◆ Your goal:
Using the article on opening juvenile court to the news media, decide whether each statement agrees with it, answering yes or no and quoting the deciding words: (a) Judge Nash's order covers the criminal portion of Juvenile Court. (b) Under the order, a proceeding is open to reporters unless a compelling case is made to close it. (c) The burden of proof also shifts for members of the public.

◆ Extract to read:
◇ ◇ ◇

Opening Juvenile Court to the News Media

yolo_county_courthouseOne of our chief complaints about the operation of governments is that confidentiality laws that are supposed to protect minors from undue intrusions and public exposure are transformed into shields for public agencies to protect them from scrutiny regarding misconduct.

Acting on that rationale, the Los Angeles Times reports, “Los Angeles County Juvenile Court will be opened to media coverage regularly, with certain exceptions intended to protect the interests of children, under an order issued Tuesday by the court’s presiding judge.”

The Times reported that Judge Michael Nash said he “wanted to open the proceedings because secrecy had allowed problems to fester outside of the public’s view.”  The report adds, “Without access to the courts, news organizations have been forced to rely on incomplete case records released months or years after decisions were made.”

In this case, the ruling applies only to the dependency side of Juvenile Court dealing with issues of child abuse, foster care and adoption proceeding and it would not apply to the criminal portion of the court.

The Times reports, “Under state law, Juvenile Court judges have always been able to open a proceeding if a news organization makes a persuasive argument for it. But the media virtually never prevail.”

“Nash’s order shifts the burden of proof from news organizations to the parties involved in the proceedings. A Juvenile Court proceeding will now be open to reporters unless a compelling case is made to close it in the best interest of the child or children involved,” the Times reports.

“The burden of proof does not shift for members of the public, however. For them, proceedings will be closed if an objection is raised – unless they demonstrate a legitimate interest in attending or are present at the request of the child or the child’s attorney,” they continue.

◇ ◇ ◇

(Labels for object points)
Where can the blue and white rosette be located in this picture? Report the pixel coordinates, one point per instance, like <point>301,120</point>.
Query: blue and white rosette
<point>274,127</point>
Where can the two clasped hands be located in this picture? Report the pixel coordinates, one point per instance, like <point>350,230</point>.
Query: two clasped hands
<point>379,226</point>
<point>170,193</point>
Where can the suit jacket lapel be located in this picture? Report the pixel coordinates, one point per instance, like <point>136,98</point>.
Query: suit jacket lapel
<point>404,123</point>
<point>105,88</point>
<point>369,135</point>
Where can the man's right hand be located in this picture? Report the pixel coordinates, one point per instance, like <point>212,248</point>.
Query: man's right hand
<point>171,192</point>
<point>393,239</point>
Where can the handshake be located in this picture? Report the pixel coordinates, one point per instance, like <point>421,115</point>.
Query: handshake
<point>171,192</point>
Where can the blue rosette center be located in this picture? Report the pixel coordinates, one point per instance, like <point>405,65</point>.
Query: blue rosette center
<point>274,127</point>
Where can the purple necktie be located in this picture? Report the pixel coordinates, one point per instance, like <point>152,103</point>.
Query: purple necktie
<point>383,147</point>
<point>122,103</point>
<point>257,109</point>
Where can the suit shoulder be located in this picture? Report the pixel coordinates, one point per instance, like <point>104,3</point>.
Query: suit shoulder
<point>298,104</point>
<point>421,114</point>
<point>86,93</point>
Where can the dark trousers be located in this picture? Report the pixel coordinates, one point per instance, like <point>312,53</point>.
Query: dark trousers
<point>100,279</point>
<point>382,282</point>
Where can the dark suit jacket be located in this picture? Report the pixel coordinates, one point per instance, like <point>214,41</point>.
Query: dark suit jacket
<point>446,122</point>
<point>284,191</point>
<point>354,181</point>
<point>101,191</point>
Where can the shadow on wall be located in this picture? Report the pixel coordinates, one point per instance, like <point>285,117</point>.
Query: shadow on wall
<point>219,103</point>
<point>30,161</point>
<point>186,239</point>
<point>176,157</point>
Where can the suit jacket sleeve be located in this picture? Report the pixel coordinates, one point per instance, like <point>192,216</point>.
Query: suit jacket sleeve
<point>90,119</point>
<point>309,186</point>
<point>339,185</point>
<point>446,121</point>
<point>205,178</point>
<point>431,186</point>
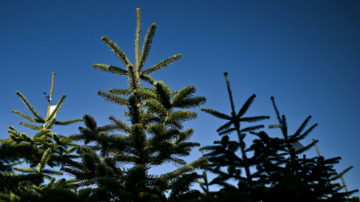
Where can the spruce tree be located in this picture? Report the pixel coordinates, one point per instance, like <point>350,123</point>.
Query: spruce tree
<point>288,177</point>
<point>155,135</point>
<point>44,149</point>
<point>307,179</point>
<point>223,153</point>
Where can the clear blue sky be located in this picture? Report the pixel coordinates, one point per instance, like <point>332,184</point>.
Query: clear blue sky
<point>304,53</point>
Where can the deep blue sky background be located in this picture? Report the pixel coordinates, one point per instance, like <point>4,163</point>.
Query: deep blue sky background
<point>304,53</point>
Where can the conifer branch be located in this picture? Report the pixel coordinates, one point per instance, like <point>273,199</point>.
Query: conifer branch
<point>254,118</point>
<point>110,68</point>
<point>58,105</point>
<point>27,117</point>
<point>67,122</point>
<point>133,78</point>
<point>147,78</point>
<point>121,125</point>
<point>246,106</point>
<point>120,91</point>
<point>183,93</point>
<point>114,98</point>
<point>31,126</point>
<point>162,64</point>
<point>276,110</point>
<point>216,113</point>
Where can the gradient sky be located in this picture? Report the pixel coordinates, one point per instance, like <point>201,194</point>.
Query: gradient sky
<point>304,53</point>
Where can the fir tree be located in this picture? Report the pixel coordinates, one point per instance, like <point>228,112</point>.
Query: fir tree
<point>307,179</point>
<point>151,112</point>
<point>223,154</point>
<point>45,148</point>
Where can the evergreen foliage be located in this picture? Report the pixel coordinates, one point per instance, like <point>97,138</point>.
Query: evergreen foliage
<point>45,148</point>
<point>155,135</point>
<point>299,179</point>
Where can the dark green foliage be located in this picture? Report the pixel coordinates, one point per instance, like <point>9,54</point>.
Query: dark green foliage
<point>288,178</point>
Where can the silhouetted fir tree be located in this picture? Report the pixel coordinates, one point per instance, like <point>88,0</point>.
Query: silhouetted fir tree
<point>10,181</point>
<point>151,112</point>
<point>340,175</point>
<point>208,195</point>
<point>299,179</point>
<point>45,148</point>
<point>223,154</point>
<point>312,175</point>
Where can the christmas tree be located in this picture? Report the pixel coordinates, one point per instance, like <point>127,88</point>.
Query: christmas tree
<point>288,179</point>
<point>155,135</point>
<point>44,149</point>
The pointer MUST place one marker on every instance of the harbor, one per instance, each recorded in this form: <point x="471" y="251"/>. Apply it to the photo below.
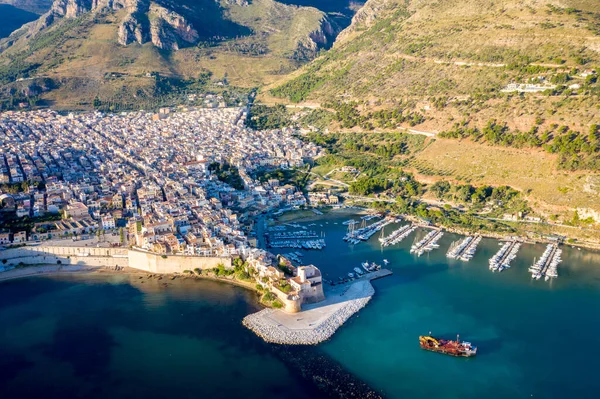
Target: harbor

◇ ◇ ◇

◆ Correct output:
(a) No: "it would not apply to the criminal portion of the court."
(b) Yes: "A Juvenile Court proceeding will now be open to reporters unless a compelling case is made to close it in the best interest of the child or children involved"
(c) No: "The burden of proof does not shift for members of the public, however."